### WHAT TO DO
Please pull out every line below that contains the word "orange", and copy each one in full.
= = = = = = =
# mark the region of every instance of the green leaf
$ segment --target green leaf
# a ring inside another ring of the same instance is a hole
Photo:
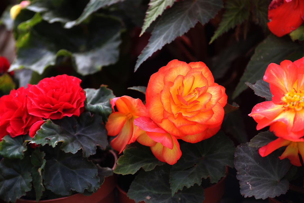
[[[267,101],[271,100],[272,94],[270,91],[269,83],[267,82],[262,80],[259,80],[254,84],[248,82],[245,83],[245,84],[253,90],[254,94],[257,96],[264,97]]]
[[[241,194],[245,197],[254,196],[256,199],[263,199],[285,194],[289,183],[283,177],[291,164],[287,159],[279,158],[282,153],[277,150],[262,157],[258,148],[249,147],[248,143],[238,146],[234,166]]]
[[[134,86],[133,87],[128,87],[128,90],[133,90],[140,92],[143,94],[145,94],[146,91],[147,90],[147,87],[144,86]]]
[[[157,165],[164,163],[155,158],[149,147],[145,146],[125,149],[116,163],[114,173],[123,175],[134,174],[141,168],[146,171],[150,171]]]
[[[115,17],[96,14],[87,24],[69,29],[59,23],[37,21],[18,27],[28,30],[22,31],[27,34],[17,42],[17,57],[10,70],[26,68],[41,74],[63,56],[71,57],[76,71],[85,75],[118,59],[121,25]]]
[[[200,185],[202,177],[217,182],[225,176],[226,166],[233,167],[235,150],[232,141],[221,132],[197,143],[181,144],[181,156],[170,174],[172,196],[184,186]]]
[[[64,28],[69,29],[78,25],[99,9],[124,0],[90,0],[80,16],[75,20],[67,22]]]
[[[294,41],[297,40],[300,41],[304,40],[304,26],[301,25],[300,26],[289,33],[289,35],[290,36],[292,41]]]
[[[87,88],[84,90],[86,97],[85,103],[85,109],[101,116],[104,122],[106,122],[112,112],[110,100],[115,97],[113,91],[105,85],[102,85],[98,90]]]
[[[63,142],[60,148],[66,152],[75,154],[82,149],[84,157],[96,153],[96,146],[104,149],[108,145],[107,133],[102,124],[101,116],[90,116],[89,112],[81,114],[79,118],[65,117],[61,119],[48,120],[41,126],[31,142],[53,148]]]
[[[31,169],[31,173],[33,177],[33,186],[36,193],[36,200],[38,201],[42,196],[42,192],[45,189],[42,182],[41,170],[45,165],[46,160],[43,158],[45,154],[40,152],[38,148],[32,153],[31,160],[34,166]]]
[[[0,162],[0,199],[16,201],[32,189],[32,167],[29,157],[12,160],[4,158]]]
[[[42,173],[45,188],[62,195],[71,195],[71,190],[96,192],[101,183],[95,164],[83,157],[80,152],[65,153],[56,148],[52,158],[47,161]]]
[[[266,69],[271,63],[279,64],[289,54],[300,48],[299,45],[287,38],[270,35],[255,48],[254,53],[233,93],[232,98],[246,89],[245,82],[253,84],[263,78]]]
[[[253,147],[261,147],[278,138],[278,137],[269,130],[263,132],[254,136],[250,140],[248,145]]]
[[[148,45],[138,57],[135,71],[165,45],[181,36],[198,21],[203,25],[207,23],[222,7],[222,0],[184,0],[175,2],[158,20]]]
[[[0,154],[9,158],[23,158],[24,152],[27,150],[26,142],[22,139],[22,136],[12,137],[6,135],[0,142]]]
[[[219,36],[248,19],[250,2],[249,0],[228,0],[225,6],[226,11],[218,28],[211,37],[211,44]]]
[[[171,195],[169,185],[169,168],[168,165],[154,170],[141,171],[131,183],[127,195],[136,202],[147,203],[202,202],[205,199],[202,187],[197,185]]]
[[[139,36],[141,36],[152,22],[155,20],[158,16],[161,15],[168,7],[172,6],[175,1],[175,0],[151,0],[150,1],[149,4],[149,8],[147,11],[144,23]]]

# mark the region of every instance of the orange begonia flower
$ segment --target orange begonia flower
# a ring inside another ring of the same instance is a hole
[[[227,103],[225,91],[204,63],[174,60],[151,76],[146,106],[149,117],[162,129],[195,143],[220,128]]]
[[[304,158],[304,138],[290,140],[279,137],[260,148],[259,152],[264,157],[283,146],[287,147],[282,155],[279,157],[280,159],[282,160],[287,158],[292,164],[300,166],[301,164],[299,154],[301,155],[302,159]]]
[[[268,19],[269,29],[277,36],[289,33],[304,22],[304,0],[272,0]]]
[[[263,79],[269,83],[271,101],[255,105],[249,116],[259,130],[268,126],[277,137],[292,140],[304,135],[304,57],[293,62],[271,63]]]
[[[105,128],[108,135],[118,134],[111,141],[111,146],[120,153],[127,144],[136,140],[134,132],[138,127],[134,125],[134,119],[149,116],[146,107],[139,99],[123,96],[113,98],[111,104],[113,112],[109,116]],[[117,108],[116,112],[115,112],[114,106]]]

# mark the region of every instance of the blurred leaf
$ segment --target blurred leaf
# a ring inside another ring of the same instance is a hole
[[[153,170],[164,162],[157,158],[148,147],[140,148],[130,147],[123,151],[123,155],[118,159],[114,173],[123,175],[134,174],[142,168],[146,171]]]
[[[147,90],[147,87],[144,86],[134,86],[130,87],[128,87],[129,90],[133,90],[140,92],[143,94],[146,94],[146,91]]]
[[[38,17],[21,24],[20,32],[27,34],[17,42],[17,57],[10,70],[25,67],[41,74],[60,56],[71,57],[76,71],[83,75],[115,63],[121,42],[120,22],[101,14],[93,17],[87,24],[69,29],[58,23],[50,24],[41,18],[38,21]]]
= = = = = = =
### TASK RESPONSE
# mark the region of every instance of the orange begonia flower
$ segment --target orange begonia flower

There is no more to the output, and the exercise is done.